SHORT TASK 1 -> List the articles of the Polish Constitution of 1997 that the text on document falsification says are violated.
SHORT TASK 2 -> Pick up the text on document falsification after its final sentence and write the next part.

TEXT ->
☆ ☆ ☆ ☆ ☆ ☆ ☆

Falsification of documents is accompanied by violation of Articles 30, 31, 32, and 40 of the Polish Constitution of 1997. Neither local nor central authorities do not respond to simple questions, which violates personal dignity and is a proof of discrimination, reduces social strength of a person and the affected family, and in the long run leads to social death.  If institution’s director does not answer questions, does not explain and does not provide information, he or she executes a blow, one of many. The road to social death is paved with such systematically delivered blows. Similarly, albeit in a somewhat more extreme form, behaved guards of concentration camps. The guard is above the prisoner. The slave does not merit response to questions and is an object of violence according to guard’s whim. Guards are supposed to be the subject of the narrative. Prisoners are to remain anonymous and their identity, talents, and achievements are to be falsified in a manner extremely favorable for the organization of the guards.

The subject of history within this framework are the violent collective and their representatives.

☆ ☆ ☆ ☆ ☆ ☆ ☆

STORED DATA ->

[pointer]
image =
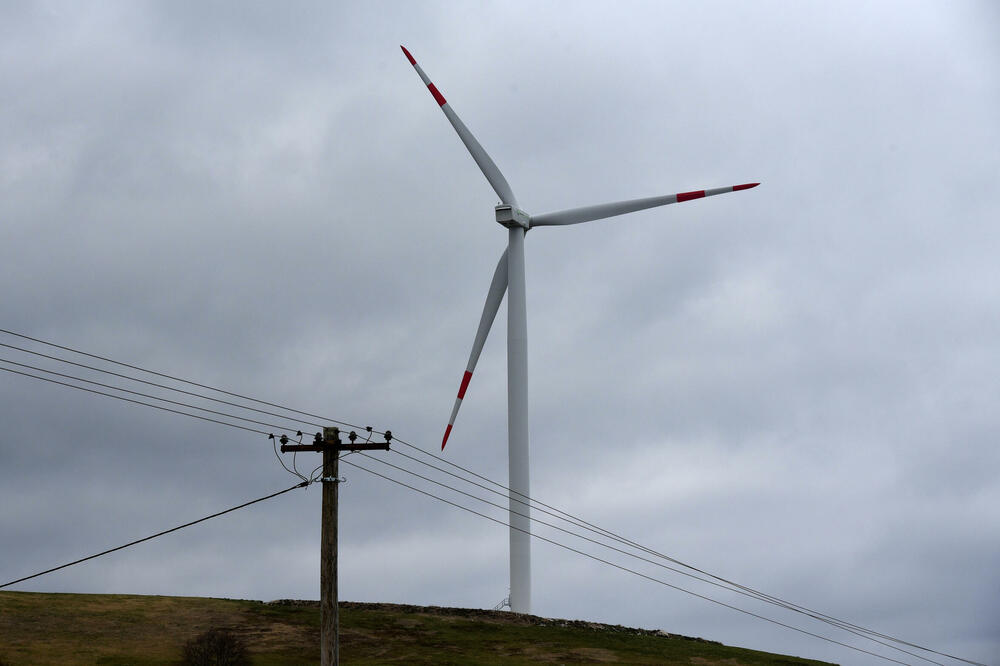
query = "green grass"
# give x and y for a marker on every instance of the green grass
(114, 629)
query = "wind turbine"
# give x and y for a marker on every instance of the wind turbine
(509, 277)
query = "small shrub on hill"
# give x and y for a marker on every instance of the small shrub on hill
(216, 647)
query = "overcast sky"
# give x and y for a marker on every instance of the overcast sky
(794, 387)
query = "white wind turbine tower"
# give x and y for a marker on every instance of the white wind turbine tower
(509, 277)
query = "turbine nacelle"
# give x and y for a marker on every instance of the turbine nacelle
(512, 216)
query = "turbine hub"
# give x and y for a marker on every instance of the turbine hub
(509, 216)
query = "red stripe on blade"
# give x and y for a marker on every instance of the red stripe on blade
(465, 384)
(687, 196)
(437, 95)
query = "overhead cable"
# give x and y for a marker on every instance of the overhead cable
(628, 570)
(158, 534)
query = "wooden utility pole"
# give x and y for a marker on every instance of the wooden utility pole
(329, 610)
(330, 445)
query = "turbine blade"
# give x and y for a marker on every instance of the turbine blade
(493, 297)
(486, 164)
(600, 211)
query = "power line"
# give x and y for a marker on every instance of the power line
(574, 520)
(158, 534)
(149, 383)
(731, 587)
(632, 571)
(147, 395)
(580, 522)
(178, 379)
(137, 402)
(722, 582)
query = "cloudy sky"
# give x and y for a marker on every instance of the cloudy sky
(794, 387)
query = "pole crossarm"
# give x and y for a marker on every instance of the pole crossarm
(335, 447)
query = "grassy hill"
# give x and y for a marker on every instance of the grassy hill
(121, 629)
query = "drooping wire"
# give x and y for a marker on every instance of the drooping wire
(626, 569)
(579, 522)
(565, 516)
(146, 395)
(137, 402)
(176, 379)
(728, 588)
(158, 534)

☆ ☆ ☆ ☆ ☆ ☆ ☆

RESULT 1 -> Articles 30, 31, 32, and 40

RESULT 2 ->
The responsibility for the continuing repression falls also on the current prime minister. It is worth remembering that her predecessor spoke during the party conference on 19 June 2005 about taking full responsibility for the government.

We should also remember, that Rafael Lemkin, who formulated the concept of genocide and fought for an international convention for prevention of genocide, was a Polish lawyer. It is astonishing, that we have learned about him not from the Polish media, but from the literature about violations of human rights, when trying to understand the persecution we faced in Poland. What an irony, to kill memory of the creator of the concept of genocide in the same society, into which he was born, while at the same time organizing events condemning wars, violence, genocide! The central theme of genocide is the problem of social death. Thus the application of social death is an act of genocidal character. The socially murdered person essentially ceases to exist. The communist authorities carried out this aspect of genocide in the most extreme details. Unfortunately, this method of repression is also used today in Poland. It is applied deliberately and purposefully.

Małgorzata Głuchowska, M.A.
Lech Borkowski, Ph.D.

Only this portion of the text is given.